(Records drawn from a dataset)
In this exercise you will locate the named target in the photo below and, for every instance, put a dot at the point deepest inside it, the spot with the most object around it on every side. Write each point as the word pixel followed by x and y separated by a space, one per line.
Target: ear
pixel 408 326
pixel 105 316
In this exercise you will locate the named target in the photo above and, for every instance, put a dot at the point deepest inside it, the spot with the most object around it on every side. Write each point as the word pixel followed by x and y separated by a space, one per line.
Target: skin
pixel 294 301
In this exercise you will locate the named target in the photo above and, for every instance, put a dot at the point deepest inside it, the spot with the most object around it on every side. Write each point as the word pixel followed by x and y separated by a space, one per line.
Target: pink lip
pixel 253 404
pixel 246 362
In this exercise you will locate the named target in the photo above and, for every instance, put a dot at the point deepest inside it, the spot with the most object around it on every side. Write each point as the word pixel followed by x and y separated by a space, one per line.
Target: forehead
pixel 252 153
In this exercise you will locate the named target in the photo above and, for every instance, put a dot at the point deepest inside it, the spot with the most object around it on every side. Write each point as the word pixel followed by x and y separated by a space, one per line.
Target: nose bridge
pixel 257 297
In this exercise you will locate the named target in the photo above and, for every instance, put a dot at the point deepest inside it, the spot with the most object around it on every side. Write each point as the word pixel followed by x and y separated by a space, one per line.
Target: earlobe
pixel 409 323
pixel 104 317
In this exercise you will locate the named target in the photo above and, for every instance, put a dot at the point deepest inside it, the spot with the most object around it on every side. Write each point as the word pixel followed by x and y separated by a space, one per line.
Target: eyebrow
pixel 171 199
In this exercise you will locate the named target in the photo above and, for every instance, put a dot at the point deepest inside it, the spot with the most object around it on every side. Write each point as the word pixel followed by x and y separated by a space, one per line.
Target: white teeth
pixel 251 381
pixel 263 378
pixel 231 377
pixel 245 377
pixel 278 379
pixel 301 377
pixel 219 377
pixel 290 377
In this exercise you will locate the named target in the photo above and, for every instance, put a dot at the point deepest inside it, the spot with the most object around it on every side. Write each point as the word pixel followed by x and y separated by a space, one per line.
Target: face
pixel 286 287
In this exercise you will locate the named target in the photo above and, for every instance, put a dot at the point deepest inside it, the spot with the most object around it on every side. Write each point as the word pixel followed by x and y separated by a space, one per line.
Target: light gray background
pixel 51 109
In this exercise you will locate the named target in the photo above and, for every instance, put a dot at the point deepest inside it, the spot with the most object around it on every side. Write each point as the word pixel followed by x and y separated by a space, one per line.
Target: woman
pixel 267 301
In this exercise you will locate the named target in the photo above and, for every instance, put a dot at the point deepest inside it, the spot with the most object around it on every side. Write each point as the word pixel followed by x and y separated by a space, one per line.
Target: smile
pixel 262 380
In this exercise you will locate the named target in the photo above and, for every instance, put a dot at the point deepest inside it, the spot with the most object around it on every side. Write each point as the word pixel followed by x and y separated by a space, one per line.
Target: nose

PROBLEM DETAILS:
Return every record above exactly, line by line.

ANSWER BOX:
In this exercise you will locate the named target in the photo below and, for every instance, put a dot at the point deepest inside it, the spot with the most object around it on every side. Write each point as the word pixel followed by x and y separated by a space, one per line.
Target: ear
pixel 408 326
pixel 105 316
In this exercise you will locate the named target in the photo above and, for every instance, put a dot at the point deepest inside it, the spot with the most object around it on every side. Write each point as the word pixel followed by x and y separated by a space, one per line.
Target: skin
pixel 294 301
In this exercise you will locate the named target in the photo above and, for every instance, put a dot at the point deepest inside it, the spot with the most object around it on every side. Write each point as the word pixel followed by x and y separated by a space, one per line.
Target: pink lip
pixel 253 404
pixel 246 362
In this exercise you will locate the named target in the photo above and, for every instance, put a dot at the point deepest inside it, the spot with the most object around it on every side. Write each point as the word pixel followed by x and y separated by a space, one per line.
Target: forehead
pixel 252 153
In this exercise you will locate the named target in the photo above and, for every instance, put a dot at the point deepest inside it, the spot with the most object around it on every side. Write each point as the word pixel followed by x and y separated by a space, one per line.
Target: nose bridge
pixel 257 297
In this exercise you will locate the named target in the photo above and, for every instance, put a dot at the point deepest inside it, the spot with the most object around it on every side. Write each point as the word pixel followed by x and y separated by a space, one per line.
Target: earlobe
pixel 409 323
pixel 104 317
In this exercise you will locate the named target in the photo above and, for every instance, put a dot at the point deepest inside it, the spot with the most object around it on every side. Write each point as the word pixel followed by x and y separated by a space, one per line.
Target: eyebrow
pixel 171 199
In this exercise you will locate the named target in the photo above and, for every instance, put a dot at the point deepest inside it, the spot with the most object around it on every side. Write each point as the word pixel followed by x and y separated by a space, one per line.
Target: white teeth
pixel 251 381
pixel 263 378
pixel 231 377
pixel 245 377
pixel 278 379
pixel 301 377
pixel 219 377
pixel 290 377
In this exercise you will locate the named target in the photo above and, for every instance, put a dot at the point deepest inside it, the spot with the most object around it on every side. Write each point as the word pixel followed by x and y separated by a space, one per line.
Target: face
pixel 286 287
In this exercise you will locate the named target in the photo above and, for every instance, put a dot at the point deepest inside it, the spot with the most object around it on every side. Write each point as the word pixel followed by x and y separated by a space, one per line.
Target: light gray background
pixel 51 109
In this exercise you will locate the named target in the photo above and, for every instance, put a dot at the point deepest inside it, the spot with the most object around it on every side. Write each point as the word pixel followed by x and y separated by a space, one per line.
Target: woman
pixel 267 301
In this exercise you will locate the named target in the photo above and, for every instance, put a dot at the point deepest inside it, the spot with the most object around it on every side. Write each point as the word pixel followed by x and y separated by a space, one per line.
Target: smile
pixel 262 380
In this exercise you will locate the named target in the photo above and, for every instance, put a dot at the point deepest inside it, the spot with the most object around it on every side. Write each point as the word pixel followed by x and y separated by a space, one per line.
Target: nose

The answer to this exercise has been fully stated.